(Collected data entries)
=-=-=

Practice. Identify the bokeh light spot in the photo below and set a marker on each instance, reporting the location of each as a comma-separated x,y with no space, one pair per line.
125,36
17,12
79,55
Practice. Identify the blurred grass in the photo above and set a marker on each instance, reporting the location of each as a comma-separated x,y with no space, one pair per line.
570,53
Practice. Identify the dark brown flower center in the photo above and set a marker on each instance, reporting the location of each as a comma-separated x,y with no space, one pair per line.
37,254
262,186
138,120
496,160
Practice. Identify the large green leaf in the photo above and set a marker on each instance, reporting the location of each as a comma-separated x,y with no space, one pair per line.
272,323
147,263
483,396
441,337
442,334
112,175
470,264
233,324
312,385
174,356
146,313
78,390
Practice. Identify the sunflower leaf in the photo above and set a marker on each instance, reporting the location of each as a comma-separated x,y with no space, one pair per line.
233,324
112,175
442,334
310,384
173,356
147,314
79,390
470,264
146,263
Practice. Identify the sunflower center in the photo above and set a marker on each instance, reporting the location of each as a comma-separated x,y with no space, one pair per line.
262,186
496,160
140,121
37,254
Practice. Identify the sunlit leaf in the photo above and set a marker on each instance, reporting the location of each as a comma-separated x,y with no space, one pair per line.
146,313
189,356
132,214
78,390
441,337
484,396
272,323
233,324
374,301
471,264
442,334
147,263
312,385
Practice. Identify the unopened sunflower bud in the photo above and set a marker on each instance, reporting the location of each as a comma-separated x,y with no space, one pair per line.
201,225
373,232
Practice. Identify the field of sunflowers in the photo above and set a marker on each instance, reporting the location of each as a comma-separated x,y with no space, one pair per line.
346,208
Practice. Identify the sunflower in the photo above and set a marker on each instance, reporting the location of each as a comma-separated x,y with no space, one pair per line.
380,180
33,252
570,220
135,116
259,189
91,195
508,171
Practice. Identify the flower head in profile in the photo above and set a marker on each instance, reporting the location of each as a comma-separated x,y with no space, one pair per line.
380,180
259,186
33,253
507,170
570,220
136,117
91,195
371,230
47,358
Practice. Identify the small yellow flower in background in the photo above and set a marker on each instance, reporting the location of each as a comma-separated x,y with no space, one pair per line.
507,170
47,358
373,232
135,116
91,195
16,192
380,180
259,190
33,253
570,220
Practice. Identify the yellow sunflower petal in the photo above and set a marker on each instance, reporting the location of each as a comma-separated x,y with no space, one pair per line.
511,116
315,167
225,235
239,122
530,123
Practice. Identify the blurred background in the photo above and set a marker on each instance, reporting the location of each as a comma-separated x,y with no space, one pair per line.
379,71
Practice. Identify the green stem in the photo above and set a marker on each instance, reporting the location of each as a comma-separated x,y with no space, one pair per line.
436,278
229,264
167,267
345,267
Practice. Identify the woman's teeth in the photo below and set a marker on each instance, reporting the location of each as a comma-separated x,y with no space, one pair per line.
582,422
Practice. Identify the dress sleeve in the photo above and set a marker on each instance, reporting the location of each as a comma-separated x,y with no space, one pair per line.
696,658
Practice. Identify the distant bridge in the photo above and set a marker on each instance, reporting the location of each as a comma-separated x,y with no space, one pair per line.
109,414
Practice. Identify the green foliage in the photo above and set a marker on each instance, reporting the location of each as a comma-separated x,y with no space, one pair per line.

=-=-=

**EXERCISE INSTRUCTIONS**:
Print the records once more, exactly as written.

**SOLUTION**:
Practice. Identify the bokeh light spot in the photo below and set a marker on each instance, reporting the location of each as a comma-separated x,y with no space, one pair per line.
125,36
17,12
79,55
Practice. Identify the blurred grass in the photo above and set a marker on each instance, reporting the location of each as a comma-separated x,y with no space, one pair per line.
570,53
Practice. Identify the dark brown flower center in the photo above and set a marker on each instance, reporting the location of each as a comma-separated x,y with no space, one pair per line.
37,254
262,186
138,120
496,160
Practice. Identify the large green leaf in the photo above and set a marker on each instance, reporting the location of each as a comma-separated x,y with no space, one pair per line.
272,323
147,263
483,396
441,337
442,334
112,175
470,264
233,324
312,385
174,356
146,313
78,390
Practice. Identify the sunflower leaf in the photo above and set a marker on each instance, reporting the location of each as a comma-separated x,y with no space, one pair per line.
233,324
112,175
442,334
310,384
173,356
147,314
79,390
470,264
146,263
Practice. Identify the sunflower center in the photo above and set a marker on each instance, reporting the location of each as a comma-separated x,y with no space, one pair per line.
262,186
496,160
140,121
37,254
Practice. Identify the sunlit leaf in the photo above and set a marker on each instance, reporting the location of each as a comma-separated x,y with no space, one pair per line.
146,313
189,356
132,214
78,390
441,337
484,396
272,323
233,324
374,301
471,264
442,334
147,263
312,385
Practice. Identify the unopened sunflower bud in the photo above and set a marker on each instance, reporting the location of each as a comma-separated x,y with no space, one pair per line.
201,225
373,232
Practice. Identify the field of sunflowers in the photo above and set a marker on each instance, reporting the location of each as a comma-separated x,y with no space, one pair per line.
346,208
Practice. Identify the sunflower in the photo above and set a marker on each instance, reporting the location of each as a comma-separated x,y with no space, one pair per line.
380,180
33,252
570,220
135,116
259,189
91,195
508,171
Practice. Identify the flower head in profile in the photo above and set a marker on each instance, reporting the location of each as a comma-separated x,y with no space, one pair per line.
380,180
259,186
33,253
507,170
570,220
136,117
91,195
371,230
47,358
Practice. Identify the small yellow flower in background in the photo above and set a marker on each instance, reporting the location of each as a comma-separated x,y with no space, one pair per line.
507,170
47,358
373,232
135,116
91,195
16,192
380,180
259,190
33,253
570,220
Practice. Identify the yellow sunflower petal in the photo above and set a marker on each instance, reporting the location of each as a comma-separated x,y with no space, one pair per line.
511,116
315,167
225,235
239,122
530,123
Practice. Identify the blurred background in the photo above and set a marker on each instance, reporting the location of each as a comma-separated x,y with no space, one pair per line.
379,71
Practice. Identify the green stem in the photo above and set a marker on each instance, reporting the location of each as a comma-separated x,y with no space, one pair per line.
436,278
229,264
167,267
345,267
Practice. Identify the woman's teeth in the photo below and set a marker on each instance, reporting the location of each as a comma-separated x,y with no space, one pair per line.
582,422
Practice. Identify the dress sleeve in the photo above and set a marker on each instance, reporting the location of each as a comma-separated x,y with no space, one pair per line.
696,658
Practice. Identify the distant bridge in the photo above and set a marker on each instance, reporting the location of each as a comma-separated x,y with no space, one pair per line.
109,414
Practice. Identify the green foliage in the photo above and set a marker on each instance, reporting the location of each as a comma-separated x,y with no space, one pair per line.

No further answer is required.